**Task description:** Return a copy of every line in the records that includes the word "flower".

**Referring expression grounding data:**
----------------
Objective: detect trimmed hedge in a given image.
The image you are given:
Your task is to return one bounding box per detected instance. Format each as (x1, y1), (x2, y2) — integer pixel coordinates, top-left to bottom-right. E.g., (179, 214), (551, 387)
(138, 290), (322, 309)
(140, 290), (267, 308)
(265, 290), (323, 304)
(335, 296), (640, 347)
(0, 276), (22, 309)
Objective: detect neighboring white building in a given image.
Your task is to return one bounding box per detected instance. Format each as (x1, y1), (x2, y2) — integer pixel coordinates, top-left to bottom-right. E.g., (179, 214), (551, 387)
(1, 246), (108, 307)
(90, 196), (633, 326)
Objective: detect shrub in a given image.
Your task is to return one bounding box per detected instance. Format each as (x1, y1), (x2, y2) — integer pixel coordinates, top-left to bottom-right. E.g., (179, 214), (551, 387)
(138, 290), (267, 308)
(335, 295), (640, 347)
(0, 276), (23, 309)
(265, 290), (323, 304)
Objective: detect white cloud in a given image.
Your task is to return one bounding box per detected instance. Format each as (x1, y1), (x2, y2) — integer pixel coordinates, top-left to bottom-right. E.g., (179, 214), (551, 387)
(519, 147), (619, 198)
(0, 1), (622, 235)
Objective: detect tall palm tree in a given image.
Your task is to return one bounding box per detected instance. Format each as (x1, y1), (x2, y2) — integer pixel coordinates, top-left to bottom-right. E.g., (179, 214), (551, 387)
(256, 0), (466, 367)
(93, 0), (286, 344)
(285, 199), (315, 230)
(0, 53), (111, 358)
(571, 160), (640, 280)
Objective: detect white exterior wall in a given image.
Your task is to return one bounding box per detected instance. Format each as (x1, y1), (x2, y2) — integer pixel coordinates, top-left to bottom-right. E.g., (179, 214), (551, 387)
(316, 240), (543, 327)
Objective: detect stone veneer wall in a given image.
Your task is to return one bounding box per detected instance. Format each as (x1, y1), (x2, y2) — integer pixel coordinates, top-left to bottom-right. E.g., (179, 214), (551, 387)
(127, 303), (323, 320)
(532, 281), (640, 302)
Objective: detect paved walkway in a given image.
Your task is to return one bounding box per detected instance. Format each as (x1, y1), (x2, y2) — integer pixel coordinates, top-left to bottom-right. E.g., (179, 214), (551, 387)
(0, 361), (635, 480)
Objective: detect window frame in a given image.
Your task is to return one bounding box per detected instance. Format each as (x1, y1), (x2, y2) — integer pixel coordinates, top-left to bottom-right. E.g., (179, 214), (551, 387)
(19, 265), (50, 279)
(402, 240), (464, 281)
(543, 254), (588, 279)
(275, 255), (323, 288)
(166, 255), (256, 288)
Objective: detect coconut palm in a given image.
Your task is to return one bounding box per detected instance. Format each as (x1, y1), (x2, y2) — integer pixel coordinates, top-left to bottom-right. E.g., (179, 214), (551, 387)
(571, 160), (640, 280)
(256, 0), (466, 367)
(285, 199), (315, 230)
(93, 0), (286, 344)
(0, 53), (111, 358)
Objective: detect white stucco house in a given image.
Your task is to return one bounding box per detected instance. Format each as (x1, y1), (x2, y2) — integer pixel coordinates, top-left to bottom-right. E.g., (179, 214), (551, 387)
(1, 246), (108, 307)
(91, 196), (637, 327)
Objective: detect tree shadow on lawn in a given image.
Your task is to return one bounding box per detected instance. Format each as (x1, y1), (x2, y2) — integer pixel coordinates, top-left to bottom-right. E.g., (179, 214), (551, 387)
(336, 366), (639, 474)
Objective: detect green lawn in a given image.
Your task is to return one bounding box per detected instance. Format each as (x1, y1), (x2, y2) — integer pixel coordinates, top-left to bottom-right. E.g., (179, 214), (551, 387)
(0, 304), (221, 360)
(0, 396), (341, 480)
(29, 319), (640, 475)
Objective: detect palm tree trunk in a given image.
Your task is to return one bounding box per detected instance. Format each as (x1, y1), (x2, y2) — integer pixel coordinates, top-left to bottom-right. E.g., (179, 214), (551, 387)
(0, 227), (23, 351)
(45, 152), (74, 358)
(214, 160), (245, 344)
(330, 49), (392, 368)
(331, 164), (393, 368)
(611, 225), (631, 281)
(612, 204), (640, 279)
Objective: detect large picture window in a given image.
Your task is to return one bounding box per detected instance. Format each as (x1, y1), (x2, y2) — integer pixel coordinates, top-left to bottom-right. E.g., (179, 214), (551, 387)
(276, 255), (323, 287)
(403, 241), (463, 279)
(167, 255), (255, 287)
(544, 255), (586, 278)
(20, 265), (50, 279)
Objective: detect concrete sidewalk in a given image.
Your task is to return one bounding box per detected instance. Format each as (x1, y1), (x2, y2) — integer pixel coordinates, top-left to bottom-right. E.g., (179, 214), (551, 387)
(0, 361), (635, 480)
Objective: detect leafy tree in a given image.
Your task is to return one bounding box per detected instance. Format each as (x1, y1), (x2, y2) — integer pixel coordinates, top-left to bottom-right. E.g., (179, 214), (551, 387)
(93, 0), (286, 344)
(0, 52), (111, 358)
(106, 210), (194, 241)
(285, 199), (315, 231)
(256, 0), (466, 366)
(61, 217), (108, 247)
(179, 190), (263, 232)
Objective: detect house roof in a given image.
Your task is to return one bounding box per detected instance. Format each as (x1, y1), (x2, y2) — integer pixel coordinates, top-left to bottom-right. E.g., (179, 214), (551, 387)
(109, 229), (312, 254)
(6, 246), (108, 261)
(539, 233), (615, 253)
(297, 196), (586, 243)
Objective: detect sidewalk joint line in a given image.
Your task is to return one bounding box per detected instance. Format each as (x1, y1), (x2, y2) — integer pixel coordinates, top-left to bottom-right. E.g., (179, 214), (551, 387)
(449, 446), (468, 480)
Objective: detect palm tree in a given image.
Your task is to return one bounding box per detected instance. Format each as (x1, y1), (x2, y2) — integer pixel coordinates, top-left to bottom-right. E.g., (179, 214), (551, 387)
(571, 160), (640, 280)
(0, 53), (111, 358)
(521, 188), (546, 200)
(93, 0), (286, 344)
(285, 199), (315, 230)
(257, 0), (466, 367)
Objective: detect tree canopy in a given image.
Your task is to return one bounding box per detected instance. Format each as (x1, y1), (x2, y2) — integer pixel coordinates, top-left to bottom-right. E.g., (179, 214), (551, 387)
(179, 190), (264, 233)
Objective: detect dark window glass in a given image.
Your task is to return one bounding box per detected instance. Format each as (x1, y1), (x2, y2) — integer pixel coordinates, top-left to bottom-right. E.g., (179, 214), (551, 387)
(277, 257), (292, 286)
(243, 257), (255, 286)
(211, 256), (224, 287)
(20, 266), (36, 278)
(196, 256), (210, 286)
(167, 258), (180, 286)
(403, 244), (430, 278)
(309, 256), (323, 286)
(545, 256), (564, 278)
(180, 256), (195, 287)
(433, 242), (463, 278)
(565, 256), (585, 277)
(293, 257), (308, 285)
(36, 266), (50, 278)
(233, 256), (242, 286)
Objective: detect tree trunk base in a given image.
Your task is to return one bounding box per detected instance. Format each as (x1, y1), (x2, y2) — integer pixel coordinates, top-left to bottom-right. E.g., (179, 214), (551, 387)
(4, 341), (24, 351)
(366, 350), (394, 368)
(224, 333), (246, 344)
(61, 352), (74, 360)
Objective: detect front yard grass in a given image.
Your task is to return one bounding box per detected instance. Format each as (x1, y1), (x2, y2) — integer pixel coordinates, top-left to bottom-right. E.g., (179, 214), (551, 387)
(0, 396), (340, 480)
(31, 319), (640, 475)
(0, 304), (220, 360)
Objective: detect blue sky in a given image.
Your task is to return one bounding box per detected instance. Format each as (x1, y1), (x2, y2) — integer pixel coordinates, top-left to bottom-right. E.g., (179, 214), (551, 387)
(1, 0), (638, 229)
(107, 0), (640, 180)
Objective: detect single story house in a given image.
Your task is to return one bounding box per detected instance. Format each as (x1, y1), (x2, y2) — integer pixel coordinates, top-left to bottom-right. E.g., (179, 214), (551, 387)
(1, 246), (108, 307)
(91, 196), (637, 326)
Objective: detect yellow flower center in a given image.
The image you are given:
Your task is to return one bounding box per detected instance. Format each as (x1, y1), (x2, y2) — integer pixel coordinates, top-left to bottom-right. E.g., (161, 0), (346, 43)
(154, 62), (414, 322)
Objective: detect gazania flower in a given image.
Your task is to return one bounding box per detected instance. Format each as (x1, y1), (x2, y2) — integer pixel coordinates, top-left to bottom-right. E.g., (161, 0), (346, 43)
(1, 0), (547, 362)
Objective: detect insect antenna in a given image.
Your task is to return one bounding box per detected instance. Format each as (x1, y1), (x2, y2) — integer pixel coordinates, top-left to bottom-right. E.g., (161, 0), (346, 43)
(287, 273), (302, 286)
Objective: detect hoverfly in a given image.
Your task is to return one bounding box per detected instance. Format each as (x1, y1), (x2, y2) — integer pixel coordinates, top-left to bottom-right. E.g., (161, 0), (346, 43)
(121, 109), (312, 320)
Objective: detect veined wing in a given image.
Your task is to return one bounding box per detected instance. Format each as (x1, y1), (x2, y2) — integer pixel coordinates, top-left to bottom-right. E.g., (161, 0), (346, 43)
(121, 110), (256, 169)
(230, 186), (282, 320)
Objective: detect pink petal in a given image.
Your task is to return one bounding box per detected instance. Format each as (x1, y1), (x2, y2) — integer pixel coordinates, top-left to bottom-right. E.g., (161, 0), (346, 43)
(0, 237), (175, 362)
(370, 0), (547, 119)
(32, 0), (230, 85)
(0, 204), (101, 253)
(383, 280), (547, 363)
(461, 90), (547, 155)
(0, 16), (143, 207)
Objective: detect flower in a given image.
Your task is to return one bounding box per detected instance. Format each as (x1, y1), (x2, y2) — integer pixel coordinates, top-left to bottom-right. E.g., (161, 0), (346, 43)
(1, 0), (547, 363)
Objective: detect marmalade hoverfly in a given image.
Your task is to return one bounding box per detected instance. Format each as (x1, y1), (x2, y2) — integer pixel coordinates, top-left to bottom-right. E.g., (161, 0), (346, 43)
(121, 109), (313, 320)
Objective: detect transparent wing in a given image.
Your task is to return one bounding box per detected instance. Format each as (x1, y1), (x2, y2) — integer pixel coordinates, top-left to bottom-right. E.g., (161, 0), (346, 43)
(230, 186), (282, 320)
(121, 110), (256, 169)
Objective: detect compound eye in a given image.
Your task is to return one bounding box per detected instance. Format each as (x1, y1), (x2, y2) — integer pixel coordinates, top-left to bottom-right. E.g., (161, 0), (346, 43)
----------------
**Response box:**
Objective: detect yellow flower center in a given image.
Objective: detect gazania flower in a given image.
Objective: detect flower in a given image.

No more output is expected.